=== Recorded information ===
=-=-=

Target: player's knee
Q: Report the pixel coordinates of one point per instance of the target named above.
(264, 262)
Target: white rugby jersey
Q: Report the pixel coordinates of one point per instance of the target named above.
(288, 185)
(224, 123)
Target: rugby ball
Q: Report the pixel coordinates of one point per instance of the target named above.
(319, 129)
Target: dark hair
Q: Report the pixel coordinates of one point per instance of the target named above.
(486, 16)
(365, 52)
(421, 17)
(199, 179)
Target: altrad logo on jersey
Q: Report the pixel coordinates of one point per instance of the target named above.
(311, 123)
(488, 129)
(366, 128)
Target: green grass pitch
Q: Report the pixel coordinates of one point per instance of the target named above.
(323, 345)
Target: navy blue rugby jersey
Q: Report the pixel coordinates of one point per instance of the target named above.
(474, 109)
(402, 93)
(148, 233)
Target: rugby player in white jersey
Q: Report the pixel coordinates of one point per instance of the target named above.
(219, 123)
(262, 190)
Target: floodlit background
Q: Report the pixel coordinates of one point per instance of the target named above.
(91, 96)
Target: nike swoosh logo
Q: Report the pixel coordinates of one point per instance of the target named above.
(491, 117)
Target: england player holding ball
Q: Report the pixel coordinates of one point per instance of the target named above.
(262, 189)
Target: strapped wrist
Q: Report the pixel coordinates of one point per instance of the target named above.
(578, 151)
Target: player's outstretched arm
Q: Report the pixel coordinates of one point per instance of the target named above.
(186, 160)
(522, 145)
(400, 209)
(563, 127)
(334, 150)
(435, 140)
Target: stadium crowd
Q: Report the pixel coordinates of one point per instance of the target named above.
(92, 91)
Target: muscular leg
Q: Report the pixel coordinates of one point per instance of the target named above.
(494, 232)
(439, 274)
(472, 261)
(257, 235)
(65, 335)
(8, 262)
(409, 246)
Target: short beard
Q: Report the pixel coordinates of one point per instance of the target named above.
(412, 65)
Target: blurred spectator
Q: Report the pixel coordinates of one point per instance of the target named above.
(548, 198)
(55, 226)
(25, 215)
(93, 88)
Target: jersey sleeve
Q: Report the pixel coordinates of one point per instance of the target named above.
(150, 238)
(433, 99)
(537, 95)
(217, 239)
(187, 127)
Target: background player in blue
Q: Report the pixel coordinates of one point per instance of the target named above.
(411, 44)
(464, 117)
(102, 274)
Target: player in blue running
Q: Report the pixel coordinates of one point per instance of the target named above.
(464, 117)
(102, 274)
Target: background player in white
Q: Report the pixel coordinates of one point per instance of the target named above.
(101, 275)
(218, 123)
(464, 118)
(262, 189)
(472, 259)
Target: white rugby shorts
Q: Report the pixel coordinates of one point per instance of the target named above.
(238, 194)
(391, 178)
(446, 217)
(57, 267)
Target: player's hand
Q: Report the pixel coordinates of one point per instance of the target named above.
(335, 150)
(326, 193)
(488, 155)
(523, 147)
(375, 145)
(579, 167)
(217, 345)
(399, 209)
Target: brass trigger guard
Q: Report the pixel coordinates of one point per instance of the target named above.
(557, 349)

=-=-=

=== Goal of the exercise ===
Return the listing above in its exact form.

=== Answer to the problem ===
Target: player's knee
Q: Report the pixel coordinates of one point per instance of the target named above.
(264, 262)
Target: white rugby jersey
Q: Report the pixel coordinates of one point per instance of the target named above.
(288, 185)
(224, 123)
Target: rugby ball
Q: Report the pixel coordinates of one point per instance of the target named above.
(319, 129)
Target: dark hair
Q: Report the pixel coordinates of one point per instance of the target named above.
(486, 16)
(365, 52)
(421, 17)
(199, 179)
Target: altrad logo on jersey
Q: Report the pixel coordinates of one point per instance of the target named above.
(311, 123)
(488, 129)
(366, 128)
Target: green grass pitch
Q: Report the pixel coordinates of one point per instance of the target named above.
(323, 345)
Target: navy blue rugby jersey
Q: Report the pixel coordinates of one point per instance of the target named above.
(474, 109)
(402, 93)
(148, 233)
Target: rugby player in white jersey
Q: Report the pixel coordinates of one point per instance of the target named above.
(219, 123)
(262, 190)
Target: floodlit background
Q: Report the pixel coordinates of one point per instance of the target named above.
(91, 96)
Target: nike swoosh logo
Q: Report the pixel coordinates of one point per instance of the target named above.
(491, 117)
Target: england player holding ball
Q: Report the pixel coordinates of one point per instance of the target named above.
(262, 189)
Target: strapped wrist
Q: Report the pixel coordinates of one point per instance of the target named above.
(578, 151)
Target: player's outstretched arm
Q: Report the pixel coordinates of one point per instance of the target named above.
(186, 160)
(522, 145)
(400, 209)
(563, 127)
(334, 150)
(435, 140)
Target: stadium crowd
Q: Report the pixel coordinates of one point per instance of the target named above.
(92, 91)
Target: muscular leg
Q: Report the pixel coordinates of one point per instance of the target named above.
(494, 232)
(439, 274)
(472, 261)
(257, 235)
(65, 335)
(8, 262)
(409, 246)
Target: short beard
Q: Report the pixel coordinates of one point per instance of the target named above.
(412, 65)
Target: blurred spectator
Q: Report the pixel coordinates of one point per instance of the target named above.
(548, 198)
(55, 226)
(25, 215)
(93, 88)
Target: jersey sleeve
Q: Report the pixel coordinates of one point per instance of the target named above.
(150, 238)
(433, 99)
(537, 95)
(217, 239)
(187, 127)
Target: background player in blue
Q: Report the pixel coordinates of one point per instance of the target named above.
(411, 44)
(464, 117)
(102, 274)
Target: player in blue running
Q: Report the pixel coordinates of one point per instance of the target named above.
(464, 117)
(102, 274)
Target: background player in white
Q: Report the pixel coordinates of one point per instance of the target named above.
(101, 275)
(218, 123)
(464, 118)
(262, 189)
(472, 259)
Target: white rugby shorts
Q: Report the pixel coordinates of one point per instance of the target named above.
(238, 194)
(391, 178)
(446, 217)
(57, 267)
Target: player's hand
Q: Report the pixel coordinates of one point per instance of the target named above.
(335, 150)
(326, 193)
(488, 155)
(523, 147)
(375, 145)
(579, 167)
(217, 345)
(399, 209)
Target: brass trigger guard
Q: Report the pixel coordinates of one point per instance of the target named above.
(557, 349)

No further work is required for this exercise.